* _Instructions to follow_: Reproduce verbatim the stretch of records from the line containing "[point] forested hill" through the end of the records, with both ends included.
==============================
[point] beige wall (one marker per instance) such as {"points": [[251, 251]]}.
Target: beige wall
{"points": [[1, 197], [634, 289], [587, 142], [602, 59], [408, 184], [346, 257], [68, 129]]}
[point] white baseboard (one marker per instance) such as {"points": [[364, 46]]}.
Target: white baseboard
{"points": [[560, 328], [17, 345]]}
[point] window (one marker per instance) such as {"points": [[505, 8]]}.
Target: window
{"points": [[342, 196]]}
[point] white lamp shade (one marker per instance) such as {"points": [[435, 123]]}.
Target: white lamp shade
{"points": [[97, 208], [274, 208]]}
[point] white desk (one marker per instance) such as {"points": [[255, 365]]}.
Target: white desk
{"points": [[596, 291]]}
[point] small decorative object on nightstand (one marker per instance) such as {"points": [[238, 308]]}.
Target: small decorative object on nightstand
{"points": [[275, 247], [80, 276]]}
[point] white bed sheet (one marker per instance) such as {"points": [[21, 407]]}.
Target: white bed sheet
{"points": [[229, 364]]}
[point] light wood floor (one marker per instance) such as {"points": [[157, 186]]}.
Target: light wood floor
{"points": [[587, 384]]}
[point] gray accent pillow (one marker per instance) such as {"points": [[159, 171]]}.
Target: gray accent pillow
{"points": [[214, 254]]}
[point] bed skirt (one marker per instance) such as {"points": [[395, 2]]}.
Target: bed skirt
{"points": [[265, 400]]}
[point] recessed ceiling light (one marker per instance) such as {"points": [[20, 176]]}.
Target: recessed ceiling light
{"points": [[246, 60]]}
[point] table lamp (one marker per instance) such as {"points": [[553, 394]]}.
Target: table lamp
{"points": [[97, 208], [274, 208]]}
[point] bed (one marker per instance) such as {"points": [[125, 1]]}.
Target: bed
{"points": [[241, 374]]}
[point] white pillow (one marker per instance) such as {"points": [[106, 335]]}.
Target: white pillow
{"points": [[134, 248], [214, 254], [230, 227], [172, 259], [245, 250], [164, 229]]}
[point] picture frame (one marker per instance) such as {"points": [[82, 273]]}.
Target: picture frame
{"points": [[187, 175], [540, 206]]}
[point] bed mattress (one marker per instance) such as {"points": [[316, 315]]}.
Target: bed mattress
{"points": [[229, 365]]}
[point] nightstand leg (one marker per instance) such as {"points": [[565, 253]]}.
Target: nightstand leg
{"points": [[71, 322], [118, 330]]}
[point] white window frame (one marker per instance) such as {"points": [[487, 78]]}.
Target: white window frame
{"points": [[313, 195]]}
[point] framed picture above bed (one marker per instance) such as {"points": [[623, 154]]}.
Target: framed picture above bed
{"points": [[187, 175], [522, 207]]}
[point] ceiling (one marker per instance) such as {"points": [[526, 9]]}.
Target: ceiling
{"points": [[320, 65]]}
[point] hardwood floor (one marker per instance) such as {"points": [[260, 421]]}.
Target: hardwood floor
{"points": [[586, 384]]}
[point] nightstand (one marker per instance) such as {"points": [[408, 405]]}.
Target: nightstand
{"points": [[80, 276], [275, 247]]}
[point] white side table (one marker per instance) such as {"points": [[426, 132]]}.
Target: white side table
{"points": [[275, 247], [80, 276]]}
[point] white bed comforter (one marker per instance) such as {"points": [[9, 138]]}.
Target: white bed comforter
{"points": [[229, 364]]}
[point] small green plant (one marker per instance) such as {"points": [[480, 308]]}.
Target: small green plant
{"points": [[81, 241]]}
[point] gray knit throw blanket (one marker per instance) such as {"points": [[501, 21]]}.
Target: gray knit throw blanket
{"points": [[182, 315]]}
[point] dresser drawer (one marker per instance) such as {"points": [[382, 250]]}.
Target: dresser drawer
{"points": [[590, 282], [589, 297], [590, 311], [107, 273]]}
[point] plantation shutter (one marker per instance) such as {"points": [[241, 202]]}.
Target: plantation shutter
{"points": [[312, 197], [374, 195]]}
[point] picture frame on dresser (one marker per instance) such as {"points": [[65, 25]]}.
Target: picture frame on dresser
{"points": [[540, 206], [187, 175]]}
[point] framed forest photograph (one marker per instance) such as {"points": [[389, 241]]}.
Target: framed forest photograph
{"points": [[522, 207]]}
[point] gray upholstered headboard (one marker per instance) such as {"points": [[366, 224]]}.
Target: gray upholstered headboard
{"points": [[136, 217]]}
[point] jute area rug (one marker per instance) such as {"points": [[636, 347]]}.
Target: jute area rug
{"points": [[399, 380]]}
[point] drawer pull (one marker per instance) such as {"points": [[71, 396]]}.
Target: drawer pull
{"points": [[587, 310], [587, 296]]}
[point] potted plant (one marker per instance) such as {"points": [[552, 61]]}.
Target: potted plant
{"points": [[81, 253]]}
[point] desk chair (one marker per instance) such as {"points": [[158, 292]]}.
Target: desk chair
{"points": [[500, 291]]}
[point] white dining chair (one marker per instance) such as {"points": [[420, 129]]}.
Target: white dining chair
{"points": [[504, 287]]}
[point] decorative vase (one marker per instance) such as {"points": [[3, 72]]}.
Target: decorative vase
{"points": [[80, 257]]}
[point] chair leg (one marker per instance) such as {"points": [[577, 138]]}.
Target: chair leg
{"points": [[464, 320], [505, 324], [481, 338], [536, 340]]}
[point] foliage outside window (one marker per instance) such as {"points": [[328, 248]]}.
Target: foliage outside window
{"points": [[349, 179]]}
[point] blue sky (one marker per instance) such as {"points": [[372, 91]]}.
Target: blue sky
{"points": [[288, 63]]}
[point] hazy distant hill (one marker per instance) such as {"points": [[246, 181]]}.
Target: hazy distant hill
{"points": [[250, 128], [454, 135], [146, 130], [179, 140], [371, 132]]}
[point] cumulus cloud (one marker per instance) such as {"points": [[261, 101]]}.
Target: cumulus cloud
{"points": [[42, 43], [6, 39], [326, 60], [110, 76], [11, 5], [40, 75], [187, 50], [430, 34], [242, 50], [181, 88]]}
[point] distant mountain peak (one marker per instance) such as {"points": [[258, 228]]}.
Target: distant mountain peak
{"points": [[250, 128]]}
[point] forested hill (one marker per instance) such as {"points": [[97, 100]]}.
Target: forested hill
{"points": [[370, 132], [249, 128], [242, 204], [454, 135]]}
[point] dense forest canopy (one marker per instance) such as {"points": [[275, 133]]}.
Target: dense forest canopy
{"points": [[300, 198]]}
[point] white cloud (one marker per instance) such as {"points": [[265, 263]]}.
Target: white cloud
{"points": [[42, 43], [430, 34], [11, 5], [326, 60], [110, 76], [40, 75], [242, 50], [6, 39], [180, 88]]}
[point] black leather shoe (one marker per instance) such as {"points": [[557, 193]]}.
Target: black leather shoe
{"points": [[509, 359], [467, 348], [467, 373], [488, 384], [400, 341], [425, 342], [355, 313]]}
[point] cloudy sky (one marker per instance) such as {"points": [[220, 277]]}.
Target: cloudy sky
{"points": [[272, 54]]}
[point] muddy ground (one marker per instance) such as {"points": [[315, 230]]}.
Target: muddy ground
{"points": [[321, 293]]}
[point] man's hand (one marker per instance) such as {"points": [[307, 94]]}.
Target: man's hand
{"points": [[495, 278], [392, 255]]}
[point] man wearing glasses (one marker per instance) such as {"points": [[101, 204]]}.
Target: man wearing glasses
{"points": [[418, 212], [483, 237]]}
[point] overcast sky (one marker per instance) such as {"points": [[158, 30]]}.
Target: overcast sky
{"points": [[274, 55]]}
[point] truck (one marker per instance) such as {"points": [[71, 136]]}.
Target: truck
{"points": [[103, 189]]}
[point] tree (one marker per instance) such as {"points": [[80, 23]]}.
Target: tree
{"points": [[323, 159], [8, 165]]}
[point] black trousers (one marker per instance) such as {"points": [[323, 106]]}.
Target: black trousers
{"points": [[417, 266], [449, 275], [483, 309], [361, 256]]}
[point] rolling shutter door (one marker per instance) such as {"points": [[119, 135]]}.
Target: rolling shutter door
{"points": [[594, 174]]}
==============================
* _Written response_:
[point] forested hill (one marker per instance) such as {"points": [[97, 100]]}.
Target: forested hill
{"points": [[370, 132], [249, 128], [242, 204], [454, 135]]}
[point] dense forest canopy (one marker per instance) such as {"points": [[275, 133]]}.
Target: dense forest canopy
{"points": [[300, 198]]}
[point] white cloud (one marker per instance) such as {"points": [[265, 263]]}.
Target: white cloud
{"points": [[42, 43], [430, 34], [11, 5], [326, 60], [110, 76], [40, 75], [242, 50], [6, 39], [180, 88]]}
[point] black leather shoe (one marker per instance) such as {"points": [[557, 193]]}.
Target: black leather shoe
{"points": [[509, 359], [467, 348], [467, 373], [488, 384], [400, 341], [425, 342], [355, 313]]}
[point] cloudy sky (one marker per instance) such as {"points": [[220, 277]]}.
Target: cloudy sky
{"points": [[272, 54]]}
[point] muddy ground (one marker per instance) such as {"points": [[315, 230]]}.
Target: muddy ground
{"points": [[321, 293]]}
[point] man's hand (one marker per instance) such as {"points": [[307, 94]]}.
Target: man's hand
{"points": [[495, 278], [392, 255]]}
[point] man wearing glasses (one marker per instance) such as {"points": [[101, 204]]}.
Target: man wearing glasses
{"points": [[418, 212], [483, 237]]}
[point] overcast sky (one marker per instance) such as {"points": [[158, 30]]}.
Target: overcast sky
{"points": [[274, 55]]}
[point] truck (one marker per instance) such as {"points": [[71, 136]]}.
Target: truck
{"points": [[103, 189]]}
[point] tree (one marker per instance) such as {"points": [[80, 23]]}.
Target: tree
{"points": [[323, 159], [8, 165]]}
[point] black trousers (one marker per instance) such as {"points": [[323, 106]]}.
Target: black trousers
{"points": [[417, 266], [449, 275], [483, 309], [361, 256]]}
[point] rolling shutter door (one marker per instance) such as {"points": [[119, 135]]}.
Target: rolling shutter door
{"points": [[594, 174]]}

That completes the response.